• **Required task**: Rewrite the entries below as a JSON list of strings, one string per line, covering only the line with "Every instance of the fireplace mantel" up to and including the line with "x=385 y=233" and skipping any blank lines.

################

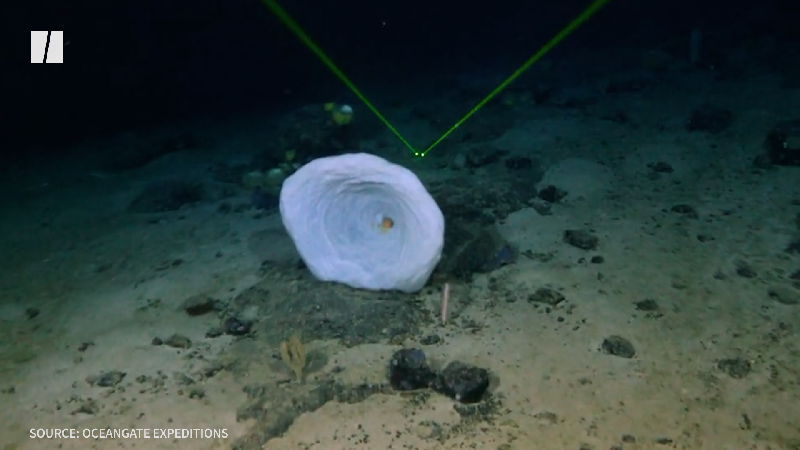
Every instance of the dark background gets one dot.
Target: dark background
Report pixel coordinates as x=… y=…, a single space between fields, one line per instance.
x=137 y=63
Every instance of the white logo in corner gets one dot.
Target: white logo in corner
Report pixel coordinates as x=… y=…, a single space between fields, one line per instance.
x=47 y=47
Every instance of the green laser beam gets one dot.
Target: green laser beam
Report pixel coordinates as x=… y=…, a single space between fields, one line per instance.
x=566 y=31
x=306 y=39
x=295 y=28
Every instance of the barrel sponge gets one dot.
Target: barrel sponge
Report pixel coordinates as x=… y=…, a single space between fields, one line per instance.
x=360 y=220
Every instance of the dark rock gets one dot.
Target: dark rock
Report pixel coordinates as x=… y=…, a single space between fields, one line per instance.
x=197 y=305
x=409 y=370
x=710 y=119
x=618 y=346
x=735 y=367
x=169 y=195
x=648 y=305
x=762 y=161
x=430 y=339
x=793 y=247
x=546 y=296
x=660 y=167
x=744 y=269
x=552 y=194
x=784 y=295
x=502 y=257
x=581 y=239
x=178 y=341
x=542 y=207
x=518 y=163
x=685 y=210
x=484 y=252
x=236 y=327
x=463 y=382
x=782 y=144
x=261 y=199
x=483 y=156
x=106 y=379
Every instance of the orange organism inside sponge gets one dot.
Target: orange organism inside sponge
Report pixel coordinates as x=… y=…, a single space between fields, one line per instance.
x=387 y=224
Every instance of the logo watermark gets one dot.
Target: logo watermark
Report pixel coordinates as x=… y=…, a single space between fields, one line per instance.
x=47 y=47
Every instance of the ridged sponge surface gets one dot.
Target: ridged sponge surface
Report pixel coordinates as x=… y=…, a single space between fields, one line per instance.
x=360 y=220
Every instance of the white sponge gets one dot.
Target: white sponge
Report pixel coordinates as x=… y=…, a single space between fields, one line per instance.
x=360 y=220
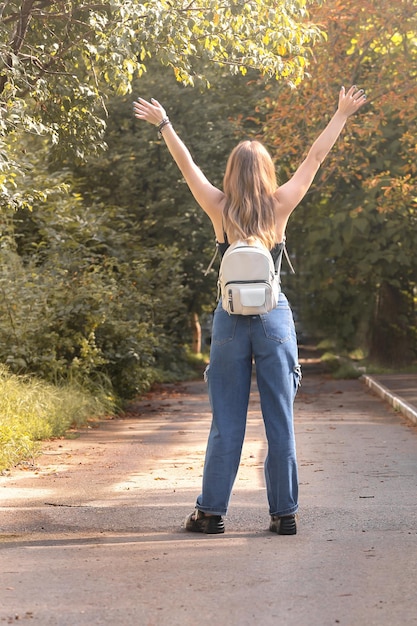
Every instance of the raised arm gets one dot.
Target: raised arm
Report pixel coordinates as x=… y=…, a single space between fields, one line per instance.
x=291 y=193
x=208 y=197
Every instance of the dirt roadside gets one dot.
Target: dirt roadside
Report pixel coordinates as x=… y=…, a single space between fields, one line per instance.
x=92 y=534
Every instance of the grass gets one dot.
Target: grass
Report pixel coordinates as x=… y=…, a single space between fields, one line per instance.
x=32 y=410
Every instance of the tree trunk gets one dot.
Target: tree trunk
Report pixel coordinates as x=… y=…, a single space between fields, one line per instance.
x=196 y=328
x=391 y=336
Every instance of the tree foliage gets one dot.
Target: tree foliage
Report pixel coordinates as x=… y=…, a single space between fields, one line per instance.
x=354 y=235
x=91 y=289
x=61 y=59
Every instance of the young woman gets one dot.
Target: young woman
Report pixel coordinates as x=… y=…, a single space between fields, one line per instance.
x=251 y=206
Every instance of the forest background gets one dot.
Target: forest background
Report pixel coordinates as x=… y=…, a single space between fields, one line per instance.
x=102 y=247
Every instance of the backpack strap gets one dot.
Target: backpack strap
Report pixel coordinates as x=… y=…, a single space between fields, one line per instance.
x=210 y=265
x=287 y=256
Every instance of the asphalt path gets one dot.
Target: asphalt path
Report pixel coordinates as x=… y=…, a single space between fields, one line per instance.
x=91 y=533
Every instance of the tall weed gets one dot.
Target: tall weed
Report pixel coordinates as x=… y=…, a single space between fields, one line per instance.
x=32 y=410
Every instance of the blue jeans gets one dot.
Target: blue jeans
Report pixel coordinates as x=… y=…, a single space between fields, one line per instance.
x=270 y=341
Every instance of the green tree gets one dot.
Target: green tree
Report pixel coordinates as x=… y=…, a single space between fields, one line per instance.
x=60 y=60
x=354 y=234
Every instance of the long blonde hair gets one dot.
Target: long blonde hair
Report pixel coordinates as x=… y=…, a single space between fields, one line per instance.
x=249 y=185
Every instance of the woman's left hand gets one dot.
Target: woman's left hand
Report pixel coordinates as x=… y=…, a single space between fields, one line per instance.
x=151 y=112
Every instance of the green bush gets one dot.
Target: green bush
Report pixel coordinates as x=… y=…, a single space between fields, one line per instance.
x=32 y=410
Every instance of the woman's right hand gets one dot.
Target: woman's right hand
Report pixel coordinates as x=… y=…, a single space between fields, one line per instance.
x=151 y=112
x=351 y=101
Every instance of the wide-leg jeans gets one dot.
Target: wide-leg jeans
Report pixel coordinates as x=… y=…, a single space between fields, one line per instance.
x=270 y=342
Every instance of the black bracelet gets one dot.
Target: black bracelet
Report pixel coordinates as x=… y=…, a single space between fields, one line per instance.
x=161 y=125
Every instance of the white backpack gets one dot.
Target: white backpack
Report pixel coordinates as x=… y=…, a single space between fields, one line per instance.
x=248 y=282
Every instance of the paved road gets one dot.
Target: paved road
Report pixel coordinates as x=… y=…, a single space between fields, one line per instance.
x=92 y=535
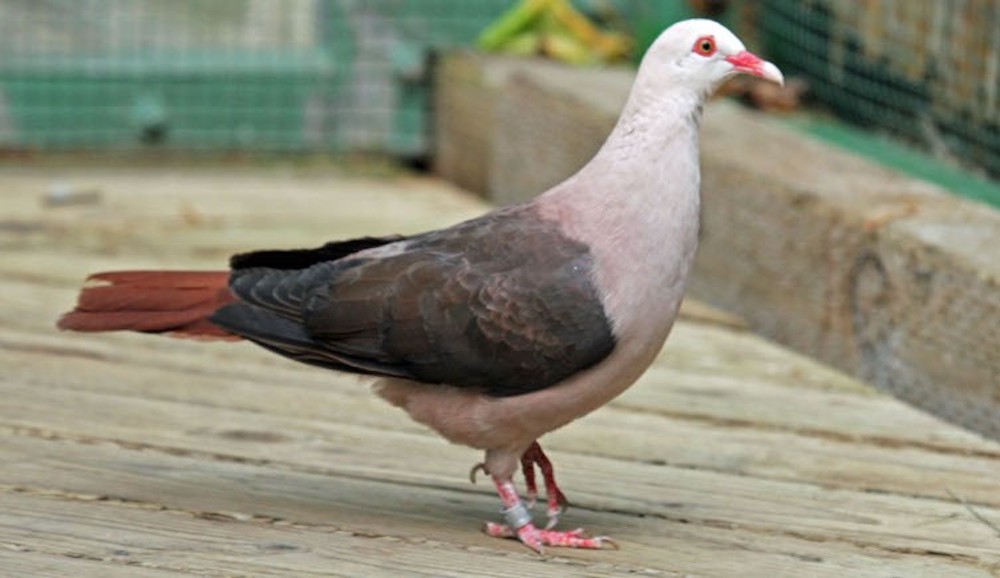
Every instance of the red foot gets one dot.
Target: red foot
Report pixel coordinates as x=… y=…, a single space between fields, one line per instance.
x=556 y=500
x=520 y=526
x=537 y=539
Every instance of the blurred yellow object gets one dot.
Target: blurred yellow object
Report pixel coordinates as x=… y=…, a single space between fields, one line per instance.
x=553 y=28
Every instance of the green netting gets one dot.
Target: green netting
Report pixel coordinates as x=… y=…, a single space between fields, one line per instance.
x=924 y=70
x=353 y=74
x=225 y=74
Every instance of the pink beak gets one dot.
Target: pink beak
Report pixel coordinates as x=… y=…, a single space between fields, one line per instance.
x=750 y=63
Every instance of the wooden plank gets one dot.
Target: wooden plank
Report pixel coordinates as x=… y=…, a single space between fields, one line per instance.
x=882 y=276
x=731 y=456
x=128 y=535
x=440 y=520
x=420 y=459
x=646 y=424
x=19 y=561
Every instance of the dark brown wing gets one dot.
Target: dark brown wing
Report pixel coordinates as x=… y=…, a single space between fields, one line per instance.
x=504 y=303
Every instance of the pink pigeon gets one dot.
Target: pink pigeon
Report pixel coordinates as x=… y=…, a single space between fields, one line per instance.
x=498 y=330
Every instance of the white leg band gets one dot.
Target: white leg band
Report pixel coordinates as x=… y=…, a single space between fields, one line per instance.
x=517 y=516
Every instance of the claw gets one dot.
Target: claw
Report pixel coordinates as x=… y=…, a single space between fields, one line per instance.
x=537 y=539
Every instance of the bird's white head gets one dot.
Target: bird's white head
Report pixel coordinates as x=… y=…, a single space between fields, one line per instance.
x=700 y=54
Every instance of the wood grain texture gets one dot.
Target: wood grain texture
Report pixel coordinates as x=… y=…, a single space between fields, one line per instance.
x=139 y=455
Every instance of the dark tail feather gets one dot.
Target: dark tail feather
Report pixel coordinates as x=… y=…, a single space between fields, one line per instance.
x=174 y=302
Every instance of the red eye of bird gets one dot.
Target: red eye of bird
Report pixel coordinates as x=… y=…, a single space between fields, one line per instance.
x=705 y=46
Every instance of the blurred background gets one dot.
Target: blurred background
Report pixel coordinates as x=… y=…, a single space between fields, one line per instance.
x=354 y=75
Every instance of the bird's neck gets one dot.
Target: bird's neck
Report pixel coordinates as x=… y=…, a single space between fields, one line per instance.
x=636 y=204
x=647 y=166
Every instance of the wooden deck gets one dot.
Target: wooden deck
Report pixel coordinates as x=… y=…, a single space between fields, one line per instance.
x=144 y=456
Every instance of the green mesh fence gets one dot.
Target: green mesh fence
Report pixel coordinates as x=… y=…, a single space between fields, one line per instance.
x=295 y=75
x=225 y=74
x=924 y=70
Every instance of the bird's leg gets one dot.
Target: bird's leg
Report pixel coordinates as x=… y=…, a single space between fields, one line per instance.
x=528 y=469
x=520 y=526
x=557 y=502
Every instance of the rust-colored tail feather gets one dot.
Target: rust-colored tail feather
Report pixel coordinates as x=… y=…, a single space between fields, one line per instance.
x=174 y=302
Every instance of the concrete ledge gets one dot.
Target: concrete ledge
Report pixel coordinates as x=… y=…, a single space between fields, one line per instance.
x=878 y=274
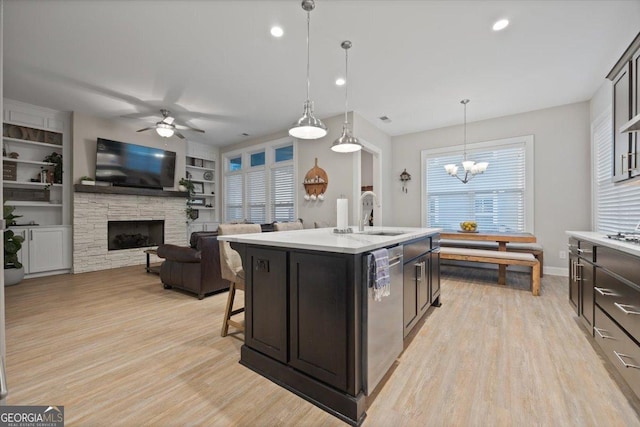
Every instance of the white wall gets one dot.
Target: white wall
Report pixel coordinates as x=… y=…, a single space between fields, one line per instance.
x=87 y=129
x=562 y=174
x=343 y=170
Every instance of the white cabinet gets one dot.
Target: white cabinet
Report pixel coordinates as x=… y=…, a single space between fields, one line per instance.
x=201 y=169
x=30 y=183
x=45 y=249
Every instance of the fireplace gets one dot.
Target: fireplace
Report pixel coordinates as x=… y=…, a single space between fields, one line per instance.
x=134 y=234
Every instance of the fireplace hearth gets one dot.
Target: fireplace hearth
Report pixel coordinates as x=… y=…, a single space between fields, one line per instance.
x=134 y=234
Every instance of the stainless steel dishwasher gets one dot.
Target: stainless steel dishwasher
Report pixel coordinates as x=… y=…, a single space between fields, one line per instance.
x=383 y=323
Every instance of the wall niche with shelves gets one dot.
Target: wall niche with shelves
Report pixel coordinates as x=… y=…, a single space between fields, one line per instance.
x=35 y=143
x=200 y=168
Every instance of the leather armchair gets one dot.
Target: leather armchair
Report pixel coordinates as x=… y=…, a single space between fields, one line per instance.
x=195 y=269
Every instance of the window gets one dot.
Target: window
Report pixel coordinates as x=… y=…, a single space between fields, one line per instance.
x=616 y=206
x=235 y=164
x=501 y=199
x=264 y=190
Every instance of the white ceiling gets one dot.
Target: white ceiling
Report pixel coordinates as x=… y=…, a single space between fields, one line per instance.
x=215 y=65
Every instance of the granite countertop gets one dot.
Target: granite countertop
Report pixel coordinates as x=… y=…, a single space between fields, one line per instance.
x=324 y=239
x=601 y=239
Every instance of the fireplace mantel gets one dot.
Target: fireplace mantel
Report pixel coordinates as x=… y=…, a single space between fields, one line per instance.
x=103 y=189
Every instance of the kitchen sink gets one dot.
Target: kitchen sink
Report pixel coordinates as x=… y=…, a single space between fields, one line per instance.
x=385 y=233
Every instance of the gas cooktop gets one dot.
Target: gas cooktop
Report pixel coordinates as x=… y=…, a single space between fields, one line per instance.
x=630 y=237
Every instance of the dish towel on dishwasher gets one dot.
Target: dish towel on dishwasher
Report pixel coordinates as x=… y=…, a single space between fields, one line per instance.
x=379 y=280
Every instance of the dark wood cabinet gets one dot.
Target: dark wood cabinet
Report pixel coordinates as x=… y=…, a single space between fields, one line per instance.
x=321 y=316
x=421 y=277
x=574 y=286
x=626 y=109
x=266 y=302
x=586 y=276
x=621 y=115
x=434 y=283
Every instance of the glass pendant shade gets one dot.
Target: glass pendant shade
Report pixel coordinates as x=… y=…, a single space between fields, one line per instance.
x=307 y=126
x=164 y=130
x=470 y=167
x=347 y=143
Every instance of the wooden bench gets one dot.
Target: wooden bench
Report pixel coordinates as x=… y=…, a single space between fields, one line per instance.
x=532 y=248
x=496 y=257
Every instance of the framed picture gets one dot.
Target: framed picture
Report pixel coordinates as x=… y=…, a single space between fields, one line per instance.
x=198 y=187
x=197 y=201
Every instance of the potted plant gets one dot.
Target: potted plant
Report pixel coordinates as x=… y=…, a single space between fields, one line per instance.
x=13 y=269
x=87 y=180
x=56 y=160
x=185 y=184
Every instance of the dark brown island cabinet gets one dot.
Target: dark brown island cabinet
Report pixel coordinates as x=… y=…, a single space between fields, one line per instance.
x=604 y=290
x=307 y=297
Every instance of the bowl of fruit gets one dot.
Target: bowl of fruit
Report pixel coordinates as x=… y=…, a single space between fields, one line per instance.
x=469 y=227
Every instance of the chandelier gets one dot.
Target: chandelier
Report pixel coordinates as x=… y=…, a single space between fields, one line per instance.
x=470 y=167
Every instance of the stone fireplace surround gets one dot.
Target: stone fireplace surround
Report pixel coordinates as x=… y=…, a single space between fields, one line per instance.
x=94 y=207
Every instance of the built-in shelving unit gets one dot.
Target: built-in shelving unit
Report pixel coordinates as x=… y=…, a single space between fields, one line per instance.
x=200 y=167
x=41 y=197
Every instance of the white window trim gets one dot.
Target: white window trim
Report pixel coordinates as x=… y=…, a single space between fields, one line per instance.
x=528 y=141
x=269 y=148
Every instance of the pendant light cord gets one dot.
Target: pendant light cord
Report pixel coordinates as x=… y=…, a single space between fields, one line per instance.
x=308 y=55
x=465 y=131
x=346 y=85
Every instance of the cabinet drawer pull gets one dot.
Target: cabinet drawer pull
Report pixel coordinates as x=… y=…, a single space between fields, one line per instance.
x=599 y=332
x=624 y=308
x=605 y=292
x=626 y=365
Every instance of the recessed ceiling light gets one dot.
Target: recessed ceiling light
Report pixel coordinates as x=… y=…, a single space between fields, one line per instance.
x=500 y=24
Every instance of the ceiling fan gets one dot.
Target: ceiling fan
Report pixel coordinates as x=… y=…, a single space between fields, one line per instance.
x=167 y=128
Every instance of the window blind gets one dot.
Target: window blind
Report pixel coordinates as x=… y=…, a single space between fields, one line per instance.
x=233 y=197
x=282 y=194
x=494 y=199
x=256 y=196
x=617 y=207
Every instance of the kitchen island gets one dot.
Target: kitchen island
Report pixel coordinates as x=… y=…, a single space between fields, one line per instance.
x=306 y=307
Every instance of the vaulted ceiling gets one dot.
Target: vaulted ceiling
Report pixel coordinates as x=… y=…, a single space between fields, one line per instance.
x=215 y=65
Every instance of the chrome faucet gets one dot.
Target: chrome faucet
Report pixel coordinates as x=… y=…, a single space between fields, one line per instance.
x=361 y=219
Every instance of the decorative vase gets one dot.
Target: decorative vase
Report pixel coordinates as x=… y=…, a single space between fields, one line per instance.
x=13 y=276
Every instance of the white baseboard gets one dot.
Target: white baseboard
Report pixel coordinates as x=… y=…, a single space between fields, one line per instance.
x=556 y=271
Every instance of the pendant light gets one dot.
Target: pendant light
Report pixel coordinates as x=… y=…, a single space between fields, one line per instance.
x=347 y=143
x=470 y=167
x=307 y=126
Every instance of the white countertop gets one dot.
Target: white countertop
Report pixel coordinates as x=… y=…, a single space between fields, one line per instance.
x=602 y=239
x=324 y=239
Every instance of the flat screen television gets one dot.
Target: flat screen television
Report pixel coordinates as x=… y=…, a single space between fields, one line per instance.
x=130 y=165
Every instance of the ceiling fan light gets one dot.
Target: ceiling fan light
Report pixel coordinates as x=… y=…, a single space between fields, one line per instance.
x=164 y=130
x=307 y=126
x=347 y=143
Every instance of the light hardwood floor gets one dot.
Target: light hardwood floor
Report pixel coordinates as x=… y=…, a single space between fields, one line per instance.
x=116 y=349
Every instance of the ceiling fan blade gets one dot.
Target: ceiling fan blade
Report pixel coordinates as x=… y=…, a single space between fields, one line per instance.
x=185 y=127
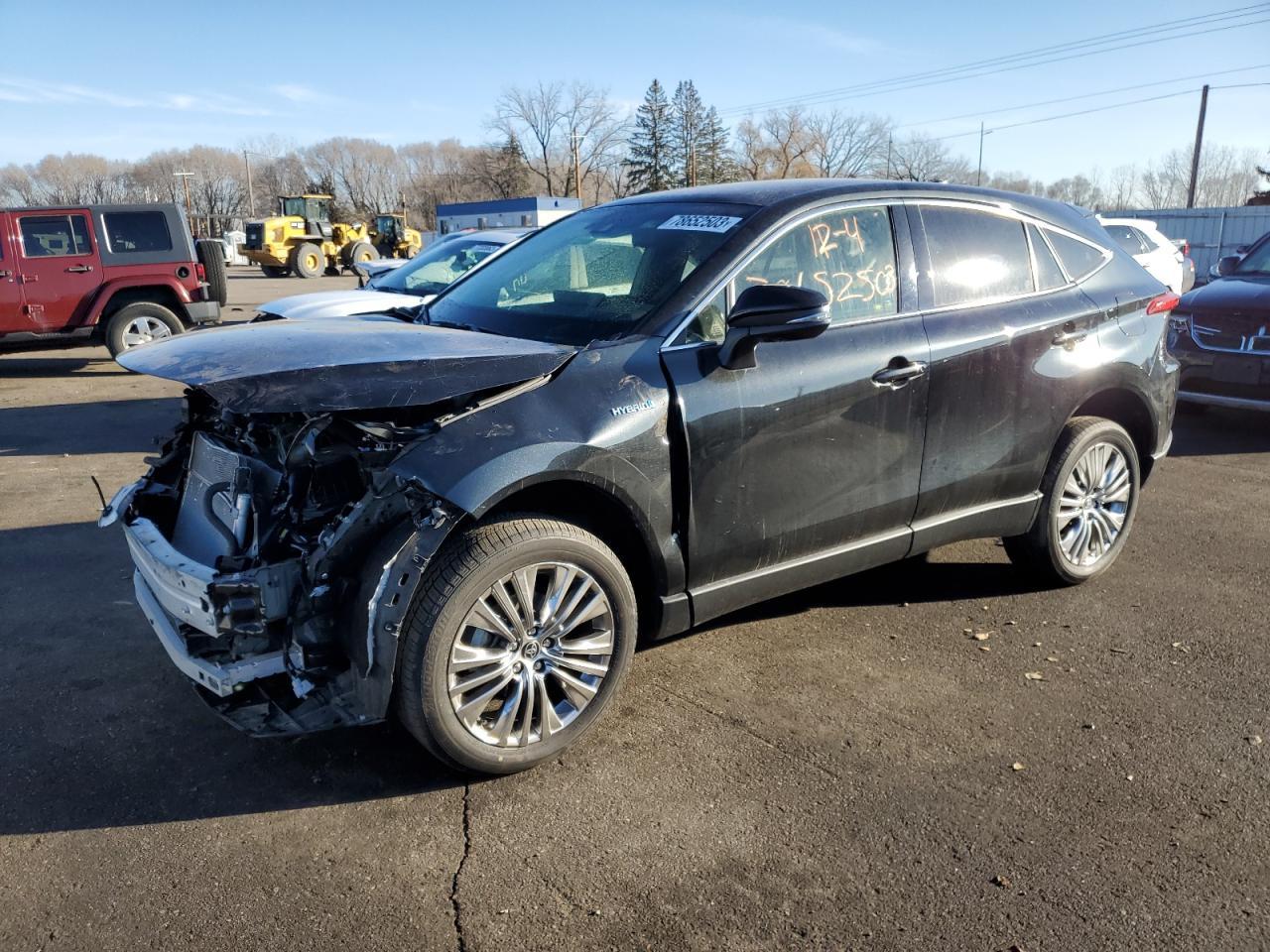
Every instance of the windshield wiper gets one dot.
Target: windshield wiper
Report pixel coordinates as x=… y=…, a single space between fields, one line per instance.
x=409 y=313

################

• **Response to this exercise**:
[
  "Every instance of the fireplace mantel gets one dot.",
  "Target: fireplace mantel",
  "Report pixel coordinates as x=… y=…, a single space between fields, one line per instance.",
  "x=103 y=189",
  "Every instance of the kitchen sink gets one dot.",
  "Target: kitchen sink",
  "Report pixel coordinates as x=… y=…, a single space between fields, one line per instance.",
  "x=385 y=233"
]